TASK DESCRIPTION => List every line in the entries below that contains the word "stone".

** Start of ROWS **

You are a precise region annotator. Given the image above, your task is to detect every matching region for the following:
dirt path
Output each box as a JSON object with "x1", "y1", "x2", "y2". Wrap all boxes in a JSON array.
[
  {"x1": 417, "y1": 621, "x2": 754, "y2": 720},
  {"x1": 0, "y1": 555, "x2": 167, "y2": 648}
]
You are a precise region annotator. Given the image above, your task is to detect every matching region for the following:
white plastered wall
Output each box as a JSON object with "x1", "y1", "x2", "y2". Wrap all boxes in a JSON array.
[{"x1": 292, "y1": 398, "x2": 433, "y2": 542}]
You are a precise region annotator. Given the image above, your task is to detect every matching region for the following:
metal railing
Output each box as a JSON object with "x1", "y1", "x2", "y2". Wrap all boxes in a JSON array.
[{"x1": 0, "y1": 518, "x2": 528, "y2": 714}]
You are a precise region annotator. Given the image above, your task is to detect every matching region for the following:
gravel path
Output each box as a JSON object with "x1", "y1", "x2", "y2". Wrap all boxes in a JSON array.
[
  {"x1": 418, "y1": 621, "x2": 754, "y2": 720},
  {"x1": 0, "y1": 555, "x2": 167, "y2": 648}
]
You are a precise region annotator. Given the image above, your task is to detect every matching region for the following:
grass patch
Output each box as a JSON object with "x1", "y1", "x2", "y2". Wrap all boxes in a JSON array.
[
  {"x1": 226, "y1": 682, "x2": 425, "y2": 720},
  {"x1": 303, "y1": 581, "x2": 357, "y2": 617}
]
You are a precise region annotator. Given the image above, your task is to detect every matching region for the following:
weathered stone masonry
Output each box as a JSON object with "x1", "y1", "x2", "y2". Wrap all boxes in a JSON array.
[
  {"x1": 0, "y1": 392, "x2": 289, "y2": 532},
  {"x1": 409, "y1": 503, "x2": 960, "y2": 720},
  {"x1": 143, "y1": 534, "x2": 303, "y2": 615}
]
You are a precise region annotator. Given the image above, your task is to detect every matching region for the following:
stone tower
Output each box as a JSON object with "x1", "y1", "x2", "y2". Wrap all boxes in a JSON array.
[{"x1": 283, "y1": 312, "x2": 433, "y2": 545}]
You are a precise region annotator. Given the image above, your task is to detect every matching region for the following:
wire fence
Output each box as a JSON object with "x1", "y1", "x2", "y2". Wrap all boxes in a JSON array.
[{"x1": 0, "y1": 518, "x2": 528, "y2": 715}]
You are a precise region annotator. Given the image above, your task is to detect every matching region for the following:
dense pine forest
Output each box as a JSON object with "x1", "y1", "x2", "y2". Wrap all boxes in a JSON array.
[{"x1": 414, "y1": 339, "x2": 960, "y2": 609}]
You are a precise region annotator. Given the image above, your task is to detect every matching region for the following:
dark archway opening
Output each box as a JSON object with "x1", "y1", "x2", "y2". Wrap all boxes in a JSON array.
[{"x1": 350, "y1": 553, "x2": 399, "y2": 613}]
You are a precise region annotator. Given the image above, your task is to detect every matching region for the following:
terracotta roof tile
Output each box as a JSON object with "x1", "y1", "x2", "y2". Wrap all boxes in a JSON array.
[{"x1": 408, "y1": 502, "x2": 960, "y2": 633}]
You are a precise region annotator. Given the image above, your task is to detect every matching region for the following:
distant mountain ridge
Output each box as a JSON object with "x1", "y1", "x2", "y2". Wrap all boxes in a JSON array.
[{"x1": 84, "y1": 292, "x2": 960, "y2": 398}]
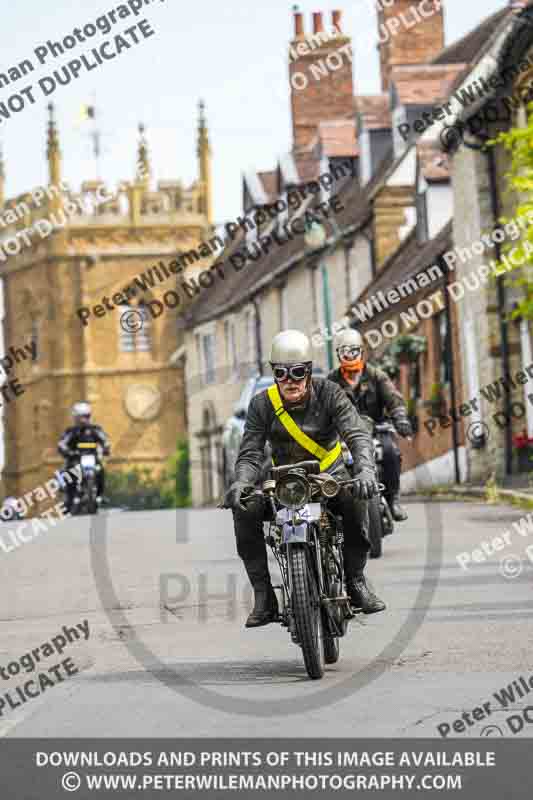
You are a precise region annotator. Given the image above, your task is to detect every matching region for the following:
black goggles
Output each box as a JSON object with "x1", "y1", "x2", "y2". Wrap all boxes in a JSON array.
[
  {"x1": 338, "y1": 345, "x2": 363, "y2": 361},
  {"x1": 272, "y1": 364, "x2": 311, "y2": 381}
]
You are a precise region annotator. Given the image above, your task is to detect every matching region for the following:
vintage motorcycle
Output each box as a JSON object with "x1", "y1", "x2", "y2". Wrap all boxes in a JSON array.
[
  {"x1": 243, "y1": 461, "x2": 356, "y2": 679},
  {"x1": 72, "y1": 442, "x2": 103, "y2": 514},
  {"x1": 342, "y1": 422, "x2": 394, "y2": 558}
]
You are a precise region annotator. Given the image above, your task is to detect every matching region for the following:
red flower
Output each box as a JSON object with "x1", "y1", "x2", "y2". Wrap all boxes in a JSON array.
[{"x1": 513, "y1": 430, "x2": 533, "y2": 450}]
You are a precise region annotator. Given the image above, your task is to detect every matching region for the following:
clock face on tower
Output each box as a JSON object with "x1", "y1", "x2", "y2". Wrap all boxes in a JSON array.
[{"x1": 124, "y1": 383, "x2": 161, "y2": 421}]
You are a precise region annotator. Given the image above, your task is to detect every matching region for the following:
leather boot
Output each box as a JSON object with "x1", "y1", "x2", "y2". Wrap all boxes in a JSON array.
[
  {"x1": 390, "y1": 494, "x2": 408, "y2": 522},
  {"x1": 348, "y1": 575, "x2": 387, "y2": 614},
  {"x1": 245, "y1": 583, "x2": 279, "y2": 628}
]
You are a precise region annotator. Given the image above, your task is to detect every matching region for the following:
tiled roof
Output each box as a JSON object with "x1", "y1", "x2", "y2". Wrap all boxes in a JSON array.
[
  {"x1": 416, "y1": 141, "x2": 451, "y2": 183},
  {"x1": 391, "y1": 64, "x2": 468, "y2": 106},
  {"x1": 352, "y1": 221, "x2": 453, "y2": 317},
  {"x1": 355, "y1": 94, "x2": 392, "y2": 130},
  {"x1": 431, "y1": 7, "x2": 512, "y2": 64},
  {"x1": 257, "y1": 169, "x2": 278, "y2": 202}
]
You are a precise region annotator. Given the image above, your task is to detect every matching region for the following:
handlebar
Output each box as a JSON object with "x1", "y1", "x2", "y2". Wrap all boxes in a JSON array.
[{"x1": 271, "y1": 460, "x2": 320, "y2": 479}]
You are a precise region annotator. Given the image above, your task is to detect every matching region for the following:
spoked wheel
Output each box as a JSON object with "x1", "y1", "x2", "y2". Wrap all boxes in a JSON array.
[
  {"x1": 368, "y1": 495, "x2": 383, "y2": 558},
  {"x1": 322, "y1": 556, "x2": 342, "y2": 664},
  {"x1": 290, "y1": 545, "x2": 325, "y2": 680},
  {"x1": 87, "y1": 477, "x2": 98, "y2": 514},
  {"x1": 322, "y1": 611, "x2": 340, "y2": 664}
]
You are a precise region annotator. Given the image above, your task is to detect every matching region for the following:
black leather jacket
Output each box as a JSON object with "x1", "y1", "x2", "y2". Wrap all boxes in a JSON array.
[
  {"x1": 235, "y1": 378, "x2": 374, "y2": 484},
  {"x1": 328, "y1": 364, "x2": 407, "y2": 432},
  {"x1": 57, "y1": 423, "x2": 110, "y2": 461}
]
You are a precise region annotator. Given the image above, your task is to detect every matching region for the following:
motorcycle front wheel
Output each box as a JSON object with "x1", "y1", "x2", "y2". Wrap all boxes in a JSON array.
[{"x1": 289, "y1": 544, "x2": 325, "y2": 680}]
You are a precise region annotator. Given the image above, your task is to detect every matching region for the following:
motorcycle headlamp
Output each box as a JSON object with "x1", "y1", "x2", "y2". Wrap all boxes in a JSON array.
[
  {"x1": 276, "y1": 474, "x2": 311, "y2": 511},
  {"x1": 320, "y1": 477, "x2": 339, "y2": 498}
]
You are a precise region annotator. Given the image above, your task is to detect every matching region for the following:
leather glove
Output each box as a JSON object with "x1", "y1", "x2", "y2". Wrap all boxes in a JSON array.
[
  {"x1": 394, "y1": 417, "x2": 413, "y2": 436},
  {"x1": 224, "y1": 481, "x2": 255, "y2": 511},
  {"x1": 353, "y1": 469, "x2": 379, "y2": 500}
]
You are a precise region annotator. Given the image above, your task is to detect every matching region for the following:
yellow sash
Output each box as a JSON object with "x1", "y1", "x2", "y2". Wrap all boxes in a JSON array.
[{"x1": 268, "y1": 384, "x2": 342, "y2": 472}]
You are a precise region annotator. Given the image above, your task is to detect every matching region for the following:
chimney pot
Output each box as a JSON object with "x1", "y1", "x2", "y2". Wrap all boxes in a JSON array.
[
  {"x1": 331, "y1": 11, "x2": 342, "y2": 31},
  {"x1": 313, "y1": 11, "x2": 324, "y2": 33},
  {"x1": 294, "y1": 11, "x2": 304, "y2": 38}
]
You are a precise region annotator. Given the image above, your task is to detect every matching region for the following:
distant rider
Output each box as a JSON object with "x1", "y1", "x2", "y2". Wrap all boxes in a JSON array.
[
  {"x1": 328, "y1": 329, "x2": 413, "y2": 522},
  {"x1": 57, "y1": 402, "x2": 111, "y2": 512},
  {"x1": 226, "y1": 330, "x2": 385, "y2": 628}
]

** End of ROWS **

FINISHED EXERCISE =>
weathered stone masonry
stone tower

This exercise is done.